**** Information provided ****

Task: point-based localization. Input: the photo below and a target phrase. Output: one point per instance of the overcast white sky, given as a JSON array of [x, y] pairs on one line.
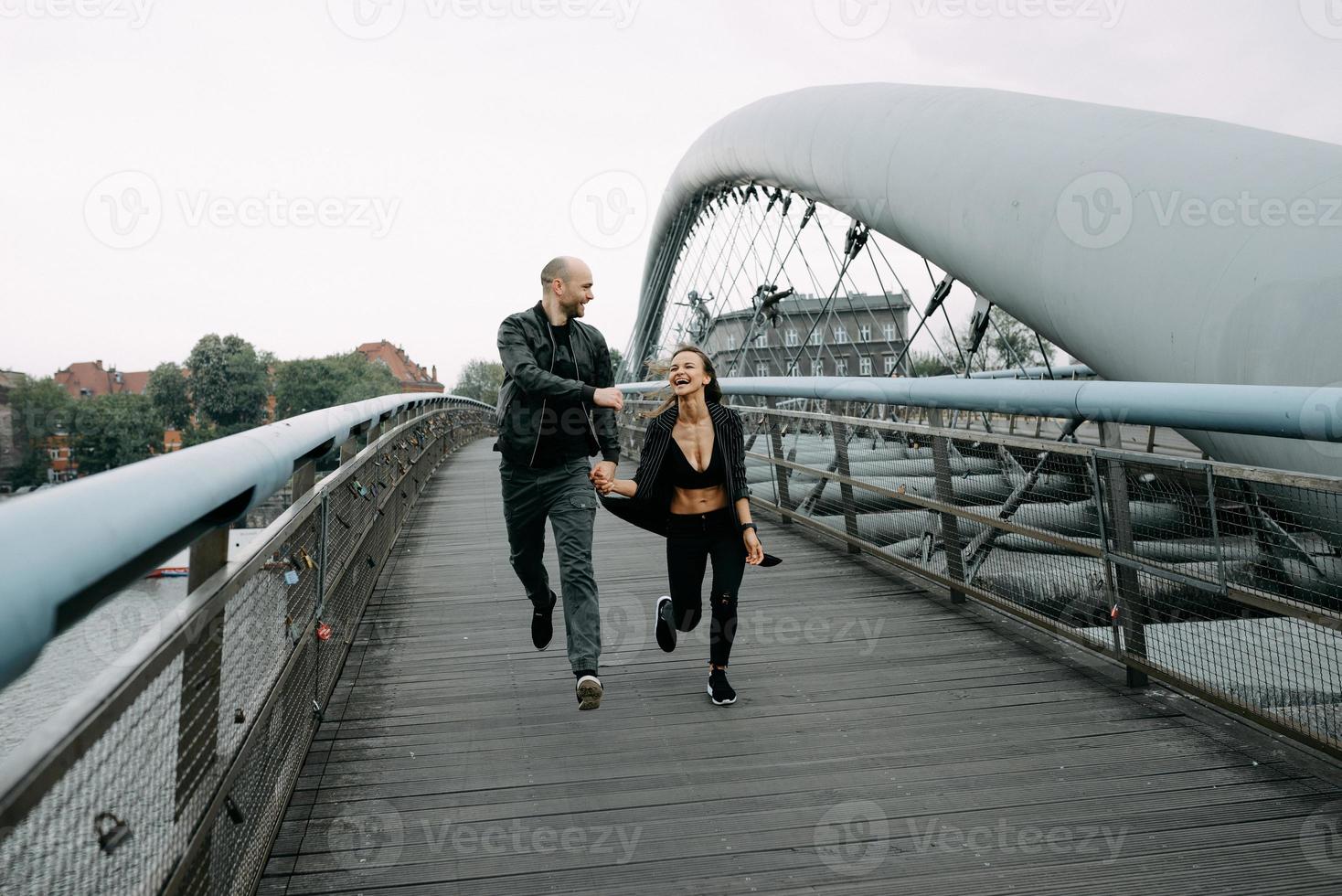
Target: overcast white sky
[[450, 149]]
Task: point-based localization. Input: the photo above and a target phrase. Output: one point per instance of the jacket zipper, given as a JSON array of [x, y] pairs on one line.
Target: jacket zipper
[[555, 350]]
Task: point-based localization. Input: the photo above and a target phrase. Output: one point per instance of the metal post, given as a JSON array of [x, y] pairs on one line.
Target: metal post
[[946, 496], [1132, 603], [303, 482], [849, 511]]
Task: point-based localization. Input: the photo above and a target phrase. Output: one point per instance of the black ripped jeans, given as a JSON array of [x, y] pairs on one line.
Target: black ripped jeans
[[691, 539]]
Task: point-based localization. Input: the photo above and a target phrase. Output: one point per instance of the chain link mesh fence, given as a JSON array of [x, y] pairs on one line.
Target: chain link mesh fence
[[1224, 581]]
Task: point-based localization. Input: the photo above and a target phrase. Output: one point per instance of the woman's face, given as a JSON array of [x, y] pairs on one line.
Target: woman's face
[[687, 375]]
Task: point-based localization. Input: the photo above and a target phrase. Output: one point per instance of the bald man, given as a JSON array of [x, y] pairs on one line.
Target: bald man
[[556, 411]]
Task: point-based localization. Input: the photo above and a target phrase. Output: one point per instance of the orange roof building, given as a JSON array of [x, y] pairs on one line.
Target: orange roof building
[[89, 379], [410, 376]]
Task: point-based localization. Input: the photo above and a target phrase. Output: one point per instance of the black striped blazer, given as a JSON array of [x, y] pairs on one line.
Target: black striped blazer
[[728, 435]]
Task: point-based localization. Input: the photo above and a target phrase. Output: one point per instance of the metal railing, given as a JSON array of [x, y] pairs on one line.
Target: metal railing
[[174, 775], [1223, 581]]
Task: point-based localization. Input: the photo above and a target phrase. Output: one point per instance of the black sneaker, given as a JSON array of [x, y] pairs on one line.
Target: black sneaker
[[590, 692], [719, 689], [542, 625], [666, 632]]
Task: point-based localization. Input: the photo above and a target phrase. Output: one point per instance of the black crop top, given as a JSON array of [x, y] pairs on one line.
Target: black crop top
[[686, 476]]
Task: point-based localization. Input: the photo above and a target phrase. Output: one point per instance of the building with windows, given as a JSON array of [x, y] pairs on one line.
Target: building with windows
[[851, 336], [410, 376]]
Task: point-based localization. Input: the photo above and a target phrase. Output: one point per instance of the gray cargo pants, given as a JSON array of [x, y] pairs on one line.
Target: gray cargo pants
[[567, 496]]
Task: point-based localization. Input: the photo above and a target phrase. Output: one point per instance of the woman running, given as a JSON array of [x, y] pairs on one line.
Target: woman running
[[693, 473]]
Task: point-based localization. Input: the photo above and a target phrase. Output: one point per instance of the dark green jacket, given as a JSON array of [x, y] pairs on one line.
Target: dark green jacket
[[527, 350]]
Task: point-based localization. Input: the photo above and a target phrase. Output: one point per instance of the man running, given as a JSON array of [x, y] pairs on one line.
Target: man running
[[556, 410]]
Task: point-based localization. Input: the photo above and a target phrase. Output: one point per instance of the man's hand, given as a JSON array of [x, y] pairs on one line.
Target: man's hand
[[610, 397], [602, 474]]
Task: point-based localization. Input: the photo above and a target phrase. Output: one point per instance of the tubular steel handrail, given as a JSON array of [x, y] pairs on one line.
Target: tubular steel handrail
[[128, 519], [1287, 412], [186, 749], [1220, 580]]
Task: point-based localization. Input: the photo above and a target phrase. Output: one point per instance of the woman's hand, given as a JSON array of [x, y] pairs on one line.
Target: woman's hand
[[754, 551]]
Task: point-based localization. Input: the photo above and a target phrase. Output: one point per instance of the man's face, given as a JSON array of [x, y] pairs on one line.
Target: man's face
[[575, 294]]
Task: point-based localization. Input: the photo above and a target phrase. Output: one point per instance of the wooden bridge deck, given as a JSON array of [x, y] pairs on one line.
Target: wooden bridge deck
[[885, 742]]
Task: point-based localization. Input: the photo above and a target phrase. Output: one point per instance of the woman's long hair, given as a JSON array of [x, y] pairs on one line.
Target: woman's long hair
[[711, 392]]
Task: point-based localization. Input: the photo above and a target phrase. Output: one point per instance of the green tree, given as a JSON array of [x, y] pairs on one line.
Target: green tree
[[169, 395], [481, 379], [312, 384], [42, 410], [113, 431], [229, 382]]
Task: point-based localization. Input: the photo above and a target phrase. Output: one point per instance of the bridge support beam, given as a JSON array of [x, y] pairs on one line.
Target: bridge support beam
[[1132, 603], [951, 540]]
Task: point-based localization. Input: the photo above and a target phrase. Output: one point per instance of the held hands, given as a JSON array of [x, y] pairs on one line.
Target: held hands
[[610, 397], [602, 476], [754, 551]]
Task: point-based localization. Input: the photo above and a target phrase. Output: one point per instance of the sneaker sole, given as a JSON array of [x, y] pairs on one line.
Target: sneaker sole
[[590, 695], [668, 637], [717, 702]]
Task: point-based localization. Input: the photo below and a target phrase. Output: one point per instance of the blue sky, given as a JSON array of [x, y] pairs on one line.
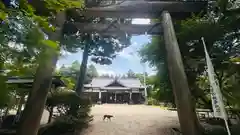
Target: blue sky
[[126, 59]]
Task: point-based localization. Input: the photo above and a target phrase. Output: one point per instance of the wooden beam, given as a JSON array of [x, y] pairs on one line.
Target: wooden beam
[[147, 9], [185, 105], [134, 29]]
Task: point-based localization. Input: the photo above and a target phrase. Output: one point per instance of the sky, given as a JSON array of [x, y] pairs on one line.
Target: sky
[[127, 59]]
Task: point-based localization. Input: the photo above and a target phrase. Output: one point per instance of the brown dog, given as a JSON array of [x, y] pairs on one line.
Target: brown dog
[[107, 116]]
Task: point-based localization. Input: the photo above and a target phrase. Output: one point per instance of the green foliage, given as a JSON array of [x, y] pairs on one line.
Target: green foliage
[[221, 32], [67, 122], [70, 73]]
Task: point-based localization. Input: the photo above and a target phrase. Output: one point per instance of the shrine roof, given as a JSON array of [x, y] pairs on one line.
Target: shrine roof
[[107, 82]]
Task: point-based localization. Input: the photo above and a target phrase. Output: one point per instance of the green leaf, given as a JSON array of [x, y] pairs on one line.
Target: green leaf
[[51, 44]]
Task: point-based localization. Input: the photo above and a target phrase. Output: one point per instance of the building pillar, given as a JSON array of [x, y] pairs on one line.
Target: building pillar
[[130, 98], [99, 97]]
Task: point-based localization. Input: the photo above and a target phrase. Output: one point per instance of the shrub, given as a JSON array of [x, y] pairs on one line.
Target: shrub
[[73, 113]]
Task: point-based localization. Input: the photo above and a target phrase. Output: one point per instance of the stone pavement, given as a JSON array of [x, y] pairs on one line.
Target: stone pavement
[[131, 120]]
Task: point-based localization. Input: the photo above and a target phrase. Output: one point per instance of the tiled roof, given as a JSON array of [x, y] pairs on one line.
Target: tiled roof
[[127, 82]]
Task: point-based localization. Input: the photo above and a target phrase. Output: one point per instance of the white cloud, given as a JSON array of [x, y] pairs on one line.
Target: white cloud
[[140, 21]]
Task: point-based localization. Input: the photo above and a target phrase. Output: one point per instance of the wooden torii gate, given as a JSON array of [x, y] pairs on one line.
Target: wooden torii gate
[[155, 9]]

****

Task: Format all the records above as a two-column CSV with the headers "request" and "answer," giving one row per request. Put each request's text and its answer in a single quoted field, replace line breaks with spaces, and leave out the pictures.

Result:
request,answer
"Task: point-based localization. Input: the photo below and a target phrase. Output: one point per instance of the overcast white sky, given as a JSON array of [x, y] pairs on one line. Target: overcast white sky","[[450, 149]]"
"Task: point-based localization. Input: the photo above and a target phrase. Output: one point per instance of the jacket zipper, given as a JSON array of [x, y] pairs on one line. Target: jacket zipper","[[555, 350]]"
"Task: point-based localization. Input: the photo above and a target phrase. Output: one point per instance of the metal post, given as a JSON array of [x, y] pairs on one line. Target: metal post","[[946, 496], [1132, 603], [303, 482], [849, 511]]"
"Task: point-based localization. Input: the photo above and a target phrase. Output: one point per instance of the black ripped jeans, given as a JSON array of [x, y] pairs on one line. Target: black ripped jeans","[[691, 539]]"
"Task: point-based localization. Input: the photo above and a target phrase. Output: one point per instance of the chain link mesh fence, given as a JSON array of [x, y] pairs on one line. Target: chain link mesh fence","[[1224, 581]]"
"Task: point-based localization. Input: the photo above and a target phrase. Output: one point per instance of the woman's face, given as a JSON array of [x, y] pairs on one line. Target: woman's face","[[687, 375]]"
"Task: point-based localization. Input: the photo above and a target phrase. Output: one point per instance of the bald man, given as a JSON array of [x, y] pairs on one line. Target: bald man","[[556, 411]]"
"Task: point-based localization. Input: the photo above and a target phrase. Output: one point per instance of the orange roof building, given as a JSON array of [x, y] pairs on one line. Target: orange roof building","[[89, 379], [410, 376]]"
"Task: point-based localization. Input: the photo above and a target phrase. Output: one point per instance of the black striped blazer, given as a JSON array of [x, y] pairs on one line. Target: black striped blazer","[[728, 435]]"
"Task: point-based localization. Input: the photo above and a target phrase. Output: one point per instance of the metal railing, given as a JSON array of [x, y] pairs on one line. Target: metal railing","[[174, 775], [1223, 581]]"
"Task: point-based localization. Input: the photo above and a target phrase. Output: one point per instance of the black sneaker, given as a JSON array of [x, y] pairs on one line. Target: black sneaker","[[590, 692], [719, 689], [542, 625], [666, 632]]"
"Task: point-based localization. Input: the photo above and a target phrase. Output: one point per instance of the black crop top, given as a JSON array of [x, y] pairs on one line. Target: black crop top","[[686, 476]]"
"Task: point-based localization. Input: the photo above and a target phrase. Output: one point per instance of the building with windows, given as a JSON array of [x, y] pairs on one line. Target: building with windows","[[851, 336], [410, 376]]"
"Task: point-based localization. Input: the photo above and a target phrase. Output: one point per instance of the gray cargo pants, given as a JSON array of [x, y] pairs on one line. Target: gray cargo pants","[[567, 496]]"
"Task: point-based localization. Input: the photo above and a target phrase. Output: one point per instance of the woman running, given as a JSON array of [x, y] pairs on one line. Target: woman running","[[693, 473]]"
"Task: point-based localization. Input: the photo above and a target phrase. Output: one point per instance of the dark green jacket, given as a JSON array of [x, y] pairs on one line. Target: dark green jacket","[[527, 350]]"
"Task: point-based localization. Input: the photo above and a target phrase. Output: one point per instance of the man running, given as a JSON array of [x, y] pairs on one line. Target: man running","[[556, 410]]"
"Task: point-based localization. Input: the photo above and a target phrase. Output: one point per instance of the man's hand, given as a JSON array of [x, y] pairs on one line. Target: man's hand","[[610, 397], [602, 474]]"
"Task: point-based localization. Input: the photo above and a target phrase. Output: one point per instance of the tubular steel handrail, given as a JSON array of [x, y] pairs on one line. Target: tubular steel handrail","[[128, 519], [1287, 412], [186, 749], [1220, 580]]"
"Task: point-based localization. Input: the photo above and a target phrase. Output: one point per instance of the woman's hand, given as a JSON array of [x, y] pairs on one line. Target: woman's hand","[[754, 551]]"
"Task: point-based localization. Input: the photo above and a target phrase. Output: one point per instance of the man's face, given as a JSON array of [x, y] pairs on one line. Target: man's face","[[575, 294]]"
"Task: point-based localization. Input: the photo above and a target phrase. Output: one point per instance of the wooden bridge deck, given as a JSON array of [x, y] pairs on one line. Target: wooden bridge deck","[[885, 742]]"
"Task: point-based localization. Input: the photo above and a target phrase. Output: one point per instance of the woman's long hair, given as a JSON array of [x, y] pairs on one line. Target: woman's long hair","[[711, 392]]"
"Task: point-based localization. Input: the photo above and a target phrase. Output: one point per instance of the green tree, given as a JSON array of [x, y] pairs on one line. Target: green tree","[[169, 395], [481, 379], [312, 384], [42, 410], [113, 431], [229, 382]]"
"Task: point-based localization. Input: the photo above and a target phrase. Output: one point per instance of the bridge support beam, given as a JSON array of [x, y] pairs on one line. Target: bridge support beam","[[1132, 603], [951, 540]]"
"Task: point-based localization. Input: the photo above and a target phrase. Output: one point per instance of the held hands, given as a JSON array of [x, y] pairs on one line. Target: held hands","[[610, 397], [602, 476], [754, 551]]"
"Task: point-based localization. Input: the photo above and a target phrase. Output: one point per instance of the sneaker sole, given as a JSON array of [x, y] pairs on one line. Target: sneaker sole","[[590, 695], [668, 637], [717, 702]]"
"Task: point-based localization. Input: the photo below and a target phrase. Output: one point per instance of the blue sky, given as a JSON array of [x, y] pairs on one line. Target: blue sky","[[126, 59]]"
"Task: point-based localization. Input: the photo above and a target phrase. Output: one point per instance of the wooden beam, given as a JSON array of [x, y] pairs on one line. Target: wooden beam","[[147, 9], [185, 105], [134, 29]]"
"Task: point-based localization. Input: the photo above and a target phrase. Output: one point per instance of the sky, given as a JSON array of [x, y] pairs on one line. Target: sky","[[127, 59]]"
"Task: point-based localization. Input: the photo above and a target phrase. Output: one point per instance of the brown dog, given as a JSON array of [x, y] pairs on one line. Target: brown dog","[[107, 116]]"
"Task: point-based localization. Input: the photo above and a target phrase. Output: one point per instance of the green foliage, given as a JSON array of [x, y] pairs on one line. Target: green foliage","[[221, 32], [67, 122], [70, 73]]"
"Task: point-based localization. Input: the photo above and a target phrase. Output: one point per instance of the shrine roof, given as a JSON array of [x, y] pairs on one line. Target: shrine roof","[[107, 82]]"
"Task: point-based localization. Input: the photo above and a target phrase. Output: one point per instance of the green leaf, given as a JSON array of [x, y] pairs on one line. Target: green leaf","[[51, 44]]"
"Task: point-based localization. Input: the photo above and a target phrase. Output: one point per instance of the building pillar, given as a JSON array of [x, y] pairs on one line. Target: building pillar","[[130, 98], [99, 97]]"
"Task: point-based localization. Input: the photo above and a target phrase. Output: one point per instance of the shrub, given as a JSON array of [x, y] pairs on one line. Target: shrub","[[73, 113]]"
"Task: point-based localization. Input: the photo above and a target phrase. Output: one point per instance of the stone pavement, given as a JSON array of [x, y] pairs on one line. Target: stone pavement","[[131, 120]]"
"Task: point-based localization. Input: the photo above and a target phrase. Output: one point per instance of the tiled roof, given as a JSON array of [x, y] pairs on one line. Target: tiled roof","[[127, 82]]"
"Task: point-based localization. Input: the photo above and a target phrase. Output: one point per instance of the white cloud, given as a JSON array of [x, y] pairs on one line. Target: white cloud","[[140, 21]]"
"Task: point-based localization. Input: the photo above and a target phrase. Output: one point per instance of the wooden torii gate, given as a JSON array of [x, y] pairs on one line. Target: wooden torii gate","[[155, 9]]"